Stated problem -> In the post below, list every clock time in the paragraph that begins "Today I got up at 7 am," along with what happens at each.

BEGIN Passage

What could have been....
Today I found out I got accepted to Sheffield, the best UK uni for Journalism. 5 months ago that's all I wanted. I was sure of it. Now it's bitter sweet I suppose. It's good that I got in. It means that my application and my references and my sample articles were good enough. It's just strange to think through the whole *what could have been* scenario.I could be in Ireland working now....after a good 4 months of travelling...I could be in the office at 9, leaving at 5, drinking 5 cups of coffee a day. Going home, going to the gym, watching tv, go to bed, get up an start it all again...
Today I got up at 7 am for breakfast. First scuba dive of the day at 8. Back in around 8:45, next dive at 10. Lunch. Dive again. Get on a boat at 2:45, back to land. Tomorrow....who knows? Two weeks time--Working in Snowy Mountains.
I cant really say which is the right decision. I *LOVE* my life right now, it's fun, it's MY kind of life. But maybe it's not all about fun. Maybe I should be working, should be studying, should be thinking about the future...

END Passage
BEGIN Collected material

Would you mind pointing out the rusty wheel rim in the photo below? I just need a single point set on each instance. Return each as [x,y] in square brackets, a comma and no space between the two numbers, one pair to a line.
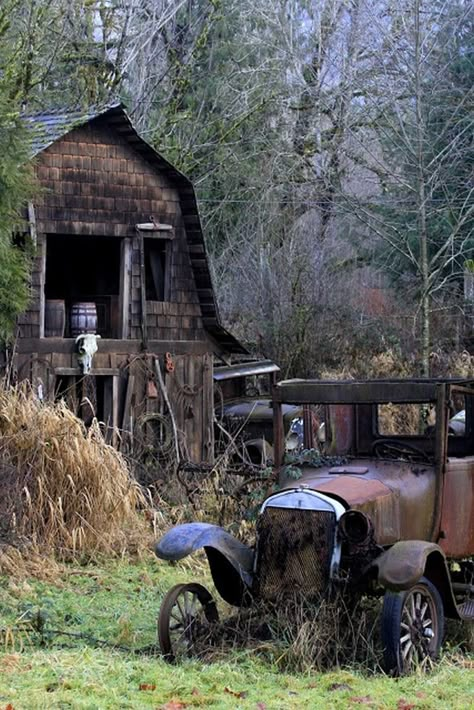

END Collected material

Answer ->
- 7 am: getting up for breakfast
- 8: the first scuba dive of the day
- 8:45: back in, around this time
- 10: the next dive
- 2:45: getting on a boat back to land